## Written exercise
Rewrite everything from the start of the rows down to the line containing "[1087,175,1112,197]", inclusive, replacing "Annotate with bounding boxes" with "Mark with bounding boxes" and leaving all else unchanged.

+++ Task material +++

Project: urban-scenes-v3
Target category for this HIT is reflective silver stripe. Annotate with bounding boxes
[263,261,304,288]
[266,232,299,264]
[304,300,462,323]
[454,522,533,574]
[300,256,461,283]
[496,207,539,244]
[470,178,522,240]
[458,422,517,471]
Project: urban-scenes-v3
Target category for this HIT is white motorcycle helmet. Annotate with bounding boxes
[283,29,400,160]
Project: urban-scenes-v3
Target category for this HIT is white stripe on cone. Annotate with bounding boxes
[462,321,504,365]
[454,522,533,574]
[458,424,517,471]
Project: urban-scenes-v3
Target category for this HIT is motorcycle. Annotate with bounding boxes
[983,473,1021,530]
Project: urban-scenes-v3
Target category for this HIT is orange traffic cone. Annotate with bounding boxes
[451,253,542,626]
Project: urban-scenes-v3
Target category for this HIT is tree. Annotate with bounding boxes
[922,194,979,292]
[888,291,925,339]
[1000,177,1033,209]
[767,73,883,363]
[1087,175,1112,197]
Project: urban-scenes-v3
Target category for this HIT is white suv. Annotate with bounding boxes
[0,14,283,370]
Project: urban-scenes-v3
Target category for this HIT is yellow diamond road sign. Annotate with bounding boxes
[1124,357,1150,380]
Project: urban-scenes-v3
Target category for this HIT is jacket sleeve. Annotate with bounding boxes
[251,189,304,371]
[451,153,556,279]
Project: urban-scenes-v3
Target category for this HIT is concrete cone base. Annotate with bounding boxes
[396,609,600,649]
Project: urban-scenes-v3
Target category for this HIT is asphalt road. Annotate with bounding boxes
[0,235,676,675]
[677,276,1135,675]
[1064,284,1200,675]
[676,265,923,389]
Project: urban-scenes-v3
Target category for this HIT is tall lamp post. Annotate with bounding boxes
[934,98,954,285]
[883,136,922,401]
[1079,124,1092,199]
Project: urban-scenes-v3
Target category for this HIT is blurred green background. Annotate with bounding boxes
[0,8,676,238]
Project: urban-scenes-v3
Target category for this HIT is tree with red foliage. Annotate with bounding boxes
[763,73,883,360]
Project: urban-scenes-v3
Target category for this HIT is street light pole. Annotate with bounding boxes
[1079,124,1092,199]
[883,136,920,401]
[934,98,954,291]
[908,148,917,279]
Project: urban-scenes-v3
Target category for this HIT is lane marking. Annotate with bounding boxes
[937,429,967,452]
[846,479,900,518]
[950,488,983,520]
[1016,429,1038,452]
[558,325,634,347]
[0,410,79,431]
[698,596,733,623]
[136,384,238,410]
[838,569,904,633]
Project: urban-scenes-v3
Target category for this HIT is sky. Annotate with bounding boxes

+++

## Answer below
Project: urban-scenes-v3
Target category for this HIT is reflective silver stripe. Mark with bounding boxes
[263,261,304,288]
[266,232,299,264]
[304,300,462,323]
[454,522,533,574]
[300,256,461,283]
[496,207,539,244]
[470,178,522,240]
[458,422,517,471]
Project: urban-scenes-v3
Target category for this HIT is white motorcycle helmet. Mark with bounding boxes
[283,29,400,160]
Project: urban-scenes-v3
Target category for this HIT is white stripe on cone. Mark with bounding boxes
[462,321,504,365]
[454,522,533,574]
[458,424,517,471]
Project: urban-scenes-v3
Target category for this HIT is motorcycle. Mark with bounding boxes
[983,473,1021,530]
Project: urban-scenes-v3
Target category for this HIT is orange traffic cone. Mark with bounding boxes
[451,253,542,626]
Project: urban-scenes-v3
Target category for this HIT is tree. Mark with bounding boxes
[922,194,979,292]
[888,291,925,339]
[1000,177,1033,209]
[767,73,883,363]
[1087,175,1112,197]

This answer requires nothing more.